> Activity
Reproduce the comments on the courage post word for word. Begin at the words "I remember this" and stop after "feeling at peace.".

This is truly courage. I am right now struggling with my aunt’s cancer and watching her move with grace and couracge through what her doctor’s expect is the last year of her life. I don’t know how but she remains committed to as many of the things she did before the cancer. NOw, she is 3 weeks into a chemotherapy treastment that is tearing her apart, and still she has smiles and encouragement for those around her. Susie, my aunt and many others who have struggled with this same grace and courage and kept a passion for life, can teach us all valuable lessons.
What a wonderful post. I am her for Five for 10. So great to get to know you. My courage post is coming tomorrow!
I remember this time in your life. Your ability to write about it so movingly now is wonderful. The only way I can deal with death is to take a very Buddhist approach (it is what it is, etc.) — I hope I can begin to also embrace some of Susie’s grace. xox
This is a beautiful post, and I especially like the closing line from the prayer. I think that we all learn what our own meaning of perfect is from those around us, just as you did with Susie. Her courage helps to define your own.
This post reminds me of Anne Lamott’s reflection on many of her friends’ struggles with cancer. I can’t pinpoint the exact phrasing (as I don’t have the book), I can only relate the feelings her words evoked. The same feelings that you have evoked. The raw and intense feelings of being close to death yet feeling at peace.

(Dataset records)
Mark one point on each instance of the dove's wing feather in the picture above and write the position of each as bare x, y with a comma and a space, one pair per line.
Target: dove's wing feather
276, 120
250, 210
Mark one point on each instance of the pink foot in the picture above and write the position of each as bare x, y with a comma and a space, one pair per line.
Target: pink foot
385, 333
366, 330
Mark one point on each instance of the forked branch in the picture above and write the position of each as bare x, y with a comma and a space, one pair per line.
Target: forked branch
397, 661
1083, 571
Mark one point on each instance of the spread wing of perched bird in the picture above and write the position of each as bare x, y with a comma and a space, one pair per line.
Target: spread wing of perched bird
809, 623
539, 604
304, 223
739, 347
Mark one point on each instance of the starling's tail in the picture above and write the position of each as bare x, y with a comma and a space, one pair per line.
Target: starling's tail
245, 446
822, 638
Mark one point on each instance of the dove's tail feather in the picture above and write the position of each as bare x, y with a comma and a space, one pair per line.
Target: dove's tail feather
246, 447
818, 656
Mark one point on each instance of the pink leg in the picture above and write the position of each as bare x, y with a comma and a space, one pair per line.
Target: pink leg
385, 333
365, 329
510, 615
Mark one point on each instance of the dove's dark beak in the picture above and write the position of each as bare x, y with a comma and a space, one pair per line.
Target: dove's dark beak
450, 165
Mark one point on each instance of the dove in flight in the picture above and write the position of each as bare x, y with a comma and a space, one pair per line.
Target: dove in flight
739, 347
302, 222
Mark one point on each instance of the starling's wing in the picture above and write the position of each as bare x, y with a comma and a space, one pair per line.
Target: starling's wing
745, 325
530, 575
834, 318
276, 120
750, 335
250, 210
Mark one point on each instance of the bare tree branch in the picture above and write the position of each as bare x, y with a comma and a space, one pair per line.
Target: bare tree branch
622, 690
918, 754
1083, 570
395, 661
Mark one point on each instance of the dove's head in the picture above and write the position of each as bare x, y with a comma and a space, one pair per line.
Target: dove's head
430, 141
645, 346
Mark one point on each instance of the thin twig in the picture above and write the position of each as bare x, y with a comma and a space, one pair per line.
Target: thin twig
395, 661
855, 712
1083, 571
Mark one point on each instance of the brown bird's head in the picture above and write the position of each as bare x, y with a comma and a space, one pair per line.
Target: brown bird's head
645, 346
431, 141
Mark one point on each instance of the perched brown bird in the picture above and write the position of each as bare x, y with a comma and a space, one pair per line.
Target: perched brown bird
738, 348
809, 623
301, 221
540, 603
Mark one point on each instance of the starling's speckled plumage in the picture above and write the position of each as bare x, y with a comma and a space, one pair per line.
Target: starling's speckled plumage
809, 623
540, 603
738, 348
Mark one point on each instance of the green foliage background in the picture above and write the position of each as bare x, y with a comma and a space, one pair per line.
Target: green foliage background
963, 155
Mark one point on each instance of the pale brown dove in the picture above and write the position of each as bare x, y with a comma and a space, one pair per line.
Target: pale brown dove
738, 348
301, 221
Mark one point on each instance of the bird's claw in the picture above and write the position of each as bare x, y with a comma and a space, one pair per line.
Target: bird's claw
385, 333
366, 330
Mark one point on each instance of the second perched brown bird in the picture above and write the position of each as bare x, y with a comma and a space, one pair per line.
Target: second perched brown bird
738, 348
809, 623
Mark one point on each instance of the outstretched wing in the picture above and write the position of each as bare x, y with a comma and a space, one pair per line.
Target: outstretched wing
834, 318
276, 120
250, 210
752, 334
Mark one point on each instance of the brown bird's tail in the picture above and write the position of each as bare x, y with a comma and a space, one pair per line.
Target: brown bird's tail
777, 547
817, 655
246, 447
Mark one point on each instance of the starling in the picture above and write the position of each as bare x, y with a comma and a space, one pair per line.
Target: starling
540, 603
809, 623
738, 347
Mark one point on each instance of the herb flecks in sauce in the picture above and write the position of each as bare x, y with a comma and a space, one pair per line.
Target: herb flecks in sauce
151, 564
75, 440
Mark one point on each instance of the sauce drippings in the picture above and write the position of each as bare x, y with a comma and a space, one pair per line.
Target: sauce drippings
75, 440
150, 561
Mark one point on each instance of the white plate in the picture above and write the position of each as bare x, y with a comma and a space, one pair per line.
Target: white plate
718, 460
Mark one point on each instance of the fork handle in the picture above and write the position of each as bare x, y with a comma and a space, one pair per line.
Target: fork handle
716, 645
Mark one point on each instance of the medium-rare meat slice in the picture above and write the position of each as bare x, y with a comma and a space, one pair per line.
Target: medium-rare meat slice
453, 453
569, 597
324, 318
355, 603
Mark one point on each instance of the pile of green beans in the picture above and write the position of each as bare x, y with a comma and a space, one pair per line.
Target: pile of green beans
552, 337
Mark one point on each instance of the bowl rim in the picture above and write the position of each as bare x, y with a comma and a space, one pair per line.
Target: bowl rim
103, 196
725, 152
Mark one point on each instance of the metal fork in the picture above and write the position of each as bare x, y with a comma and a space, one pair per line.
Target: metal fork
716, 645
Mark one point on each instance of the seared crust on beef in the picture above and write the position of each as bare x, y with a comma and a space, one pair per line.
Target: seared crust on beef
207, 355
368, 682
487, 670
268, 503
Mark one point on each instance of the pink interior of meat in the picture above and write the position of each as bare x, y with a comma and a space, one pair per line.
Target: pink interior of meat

> Task result
I remember this time in your life. Your ability to write about it so movingly now is wonderful. The only way I can deal with death is to take a very Buddhist approach (it is what it is, etc.) — I hope I can begin to also embrace some of Susie’s grace. xox
This is a beautiful post, and I especially like the closing line from the prayer. I think that we all learn what our own meaning of perfect is from those around us, just as you did with Susie. Her courage helps to define your own.
This post reminds me of Anne Lamott’s reflection on many of her friends’ struggles with cancer. I can’t pinpoint the exact phrasing (as I don’t have the book), I can only relate the feelings her words evoked. The same feelings that you have evoked. The raw and intense feelings of being close to death yet feeling at peace.